## List of tasks
• 1. From the Fretwork text, copy the passage starting with "In addition to" and going on through "with Simon Callow.", word for word.
• 2. In the Fretwork text, which record label does the group record for now?

## Text provided
Fretwork is a consort of viols based in England, United Kingdom.  Formed in 1986, the group initially consisted of six players, while it is currently five viols.  Its repertoire consists primarily of music of the Renaissance period, in particular that of Elizabethan and Jacobean England, arrangements of the music of Johann Sebastian Bach, and contemporary music written for them.

The group has toured all over the world, with tours of Japan and the United States, and three visits to Russia, the first in 1989, when it was still a part of the Soviet Union. They initiated a series of courses for voices and viols on the Greek island of Evvia with Michael Chance, and have also been invited twice to teach on the annual Conclave of the Viola da Gamba Society of America. It currently teaches each year in the first week of Dartington International Summer School.

In addition to its performances of earlier music, Fretwork has been active in commissioning new works for viol consort.  Its 1997 recording Sit Fast includes new works by such composers as Gavin Bryars, Tan Dun, and Elvis Costello. It has also commissioned music from Sir John Tavener, Michael Nyman, Alexander Goehr, George Benjamin, Duncan Druce, Fabrice Fitch, Gavin Bryars, Barry Guy, Poul Ruders, Simon Bainbridge, Ivan Moody, John Woolrich, Thea Musgrave, Peter Sculthorpe, Sally Beamish, Andrew Keeling and Orlando Gough.

Fretwork has recorded a series of discs for Virgin Classics and Harmonia Mundi USA, but currently records for Signum Records. Recent discs include 'Bach's Goldberg Variations arranged for viols by Richard Boothby and The World Encompassed, with Simon Callow.

In 2007 they recorded Birds on Fire: Jewish Music for Viols which presents some of the music composed by Italian-Jewish composers from the Bassano & Lupo families, who came to England to work at the court of Henry VIII in 1540. It also includes music by Salamone Rossi and Leonora Duarte. Finally it includes the first recording of 'Birds on Fire' itself, a three-part piece by Orlando Gough written for Fretwork in 2001.  This work is based on the novel by Aaron Appelfeld "Badenheim 1939", telling the story of a group of Jews who holiday in a resort near Vienna in the spring of 1939. The town gradually becomes a ghetto, and the band of musicians gradually rediscover their Jewish roots to break out from the Vienese schmalz to play klezmer tunes.

## Extracted data
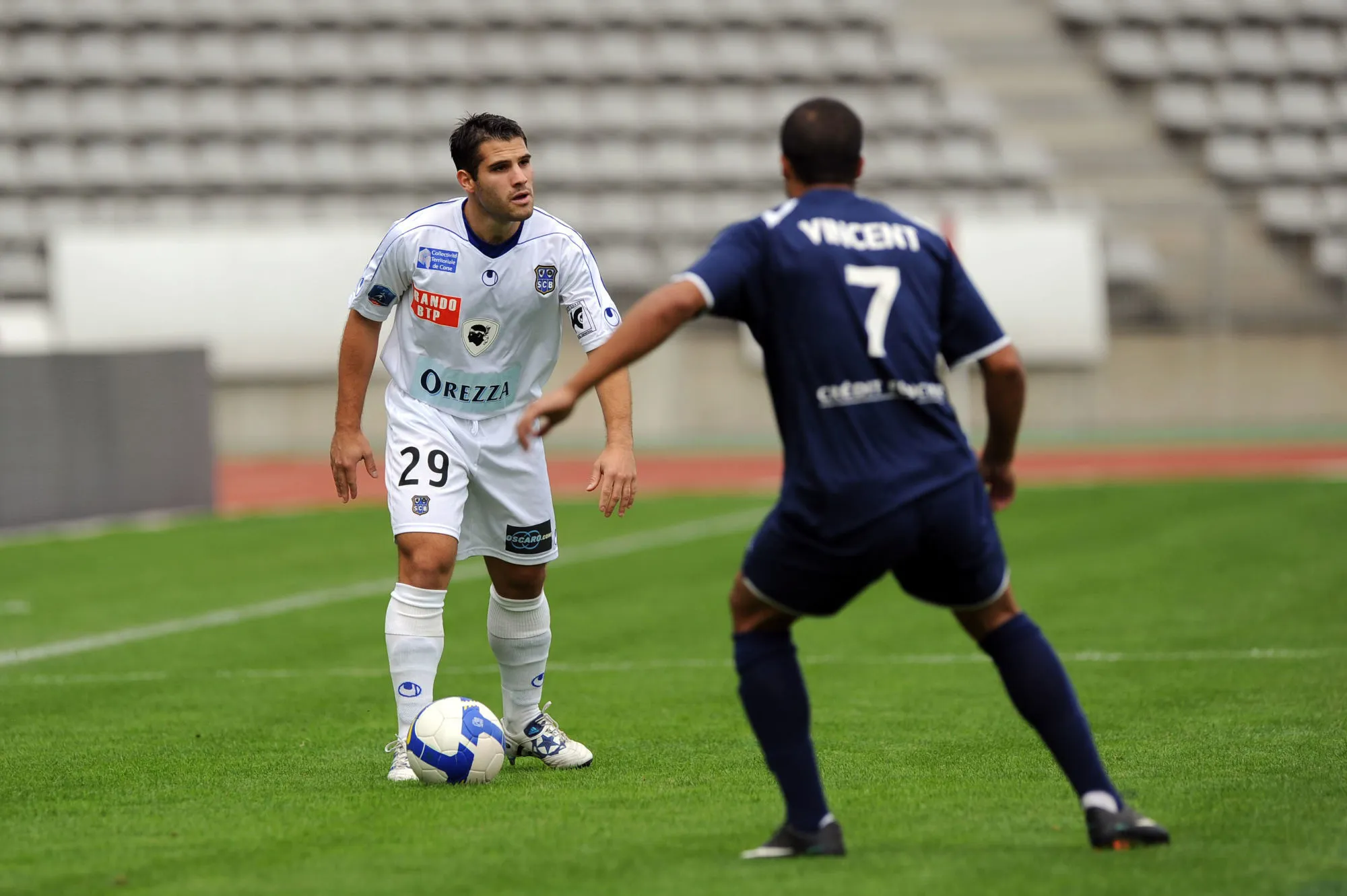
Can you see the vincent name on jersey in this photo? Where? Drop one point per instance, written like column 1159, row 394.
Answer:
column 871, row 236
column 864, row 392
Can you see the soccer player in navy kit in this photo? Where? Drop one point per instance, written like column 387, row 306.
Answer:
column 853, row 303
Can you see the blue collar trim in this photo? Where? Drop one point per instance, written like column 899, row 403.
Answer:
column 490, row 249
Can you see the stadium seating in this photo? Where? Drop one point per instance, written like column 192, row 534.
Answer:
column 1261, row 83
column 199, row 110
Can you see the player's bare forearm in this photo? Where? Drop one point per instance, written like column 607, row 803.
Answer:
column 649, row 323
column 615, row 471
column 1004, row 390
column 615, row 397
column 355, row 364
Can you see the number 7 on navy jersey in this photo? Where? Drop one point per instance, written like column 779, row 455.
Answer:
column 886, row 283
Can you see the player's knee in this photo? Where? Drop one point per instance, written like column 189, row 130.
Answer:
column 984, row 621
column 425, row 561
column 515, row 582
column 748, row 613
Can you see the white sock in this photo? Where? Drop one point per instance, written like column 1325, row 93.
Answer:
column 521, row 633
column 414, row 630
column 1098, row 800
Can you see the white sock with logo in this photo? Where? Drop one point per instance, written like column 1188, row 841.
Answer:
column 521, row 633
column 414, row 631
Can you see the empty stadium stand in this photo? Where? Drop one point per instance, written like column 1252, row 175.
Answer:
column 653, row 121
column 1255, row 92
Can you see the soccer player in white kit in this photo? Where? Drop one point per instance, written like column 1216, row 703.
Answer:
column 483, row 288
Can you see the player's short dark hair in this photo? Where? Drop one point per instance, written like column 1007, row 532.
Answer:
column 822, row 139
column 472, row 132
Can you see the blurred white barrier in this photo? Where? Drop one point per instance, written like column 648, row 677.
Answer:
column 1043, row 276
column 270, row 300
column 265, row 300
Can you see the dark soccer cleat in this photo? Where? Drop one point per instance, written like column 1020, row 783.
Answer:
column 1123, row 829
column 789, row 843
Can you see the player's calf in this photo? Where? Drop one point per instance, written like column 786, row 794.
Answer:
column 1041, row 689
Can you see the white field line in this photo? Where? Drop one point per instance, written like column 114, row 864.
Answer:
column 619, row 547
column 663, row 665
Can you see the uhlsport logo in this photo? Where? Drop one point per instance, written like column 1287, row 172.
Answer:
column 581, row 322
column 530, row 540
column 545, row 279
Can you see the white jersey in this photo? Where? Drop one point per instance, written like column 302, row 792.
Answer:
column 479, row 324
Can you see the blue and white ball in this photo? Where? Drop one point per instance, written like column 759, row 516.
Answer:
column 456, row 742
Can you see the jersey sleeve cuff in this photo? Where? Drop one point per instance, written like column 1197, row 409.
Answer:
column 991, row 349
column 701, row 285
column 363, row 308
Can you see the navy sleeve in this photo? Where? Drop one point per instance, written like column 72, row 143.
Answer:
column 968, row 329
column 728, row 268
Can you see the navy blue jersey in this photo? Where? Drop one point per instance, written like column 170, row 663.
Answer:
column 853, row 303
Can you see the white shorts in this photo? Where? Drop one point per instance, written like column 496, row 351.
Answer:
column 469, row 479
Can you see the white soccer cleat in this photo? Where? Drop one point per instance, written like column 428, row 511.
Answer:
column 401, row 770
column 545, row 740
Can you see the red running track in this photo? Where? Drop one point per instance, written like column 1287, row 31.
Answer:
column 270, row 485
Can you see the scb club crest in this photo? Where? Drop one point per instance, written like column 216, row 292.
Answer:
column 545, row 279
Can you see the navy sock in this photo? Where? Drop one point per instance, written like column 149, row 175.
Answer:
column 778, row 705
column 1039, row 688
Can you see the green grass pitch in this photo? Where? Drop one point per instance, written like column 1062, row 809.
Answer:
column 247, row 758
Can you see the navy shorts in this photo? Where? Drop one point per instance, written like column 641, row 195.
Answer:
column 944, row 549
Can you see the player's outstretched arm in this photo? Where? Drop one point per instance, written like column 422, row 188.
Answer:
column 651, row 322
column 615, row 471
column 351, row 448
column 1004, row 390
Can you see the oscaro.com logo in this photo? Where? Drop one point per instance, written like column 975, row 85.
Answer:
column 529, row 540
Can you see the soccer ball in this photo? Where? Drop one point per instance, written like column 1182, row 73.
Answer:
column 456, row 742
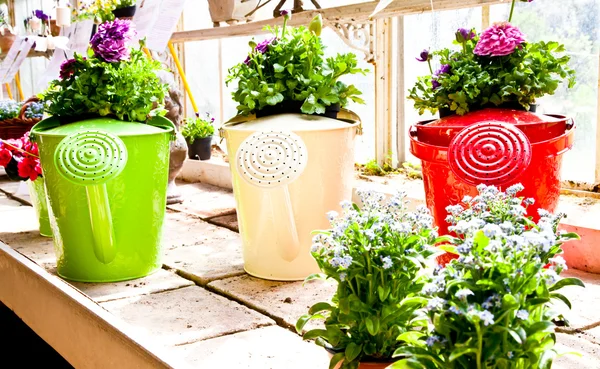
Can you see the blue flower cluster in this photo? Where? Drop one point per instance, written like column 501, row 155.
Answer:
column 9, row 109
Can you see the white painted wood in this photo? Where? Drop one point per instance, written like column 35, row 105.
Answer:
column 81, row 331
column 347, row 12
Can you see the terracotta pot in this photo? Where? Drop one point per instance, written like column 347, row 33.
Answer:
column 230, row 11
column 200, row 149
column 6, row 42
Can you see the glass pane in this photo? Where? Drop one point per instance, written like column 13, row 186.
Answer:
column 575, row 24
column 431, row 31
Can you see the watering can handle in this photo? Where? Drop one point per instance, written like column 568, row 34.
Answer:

## Solved problems
• 1.
In addition to its performances of earlier music, Fretwork has been active in commissioning new works for viol consort.  Its 1997 recording Sit Fast includes new works by such composers as Gavin Bryars, Tan Dun, and Elvis Costello. It has also commissioned music from Sir John Tavener, Michael Nyman, Alexander Goehr, George Benjamin, Duncan Druce, Fabrice Fitch, Gavin Bryars, Barry Guy, Poul Ruders, Simon Bainbridge, Ivan Moody, John Woolrich, Thea Musgrave, Peter Sculthorpe, Sally Beamish, Andrew Keeling and Orlando Gough.

Fretwork has recorded a series of discs for Virgin Classics and Harmonia Mundi USA, but currently records for Signum Records. Recent discs include 'Bach's Goldberg Variations arranged for viols by Richard Boothby and The World Encompassed, with Simon Callow.

• 2. Signum Records.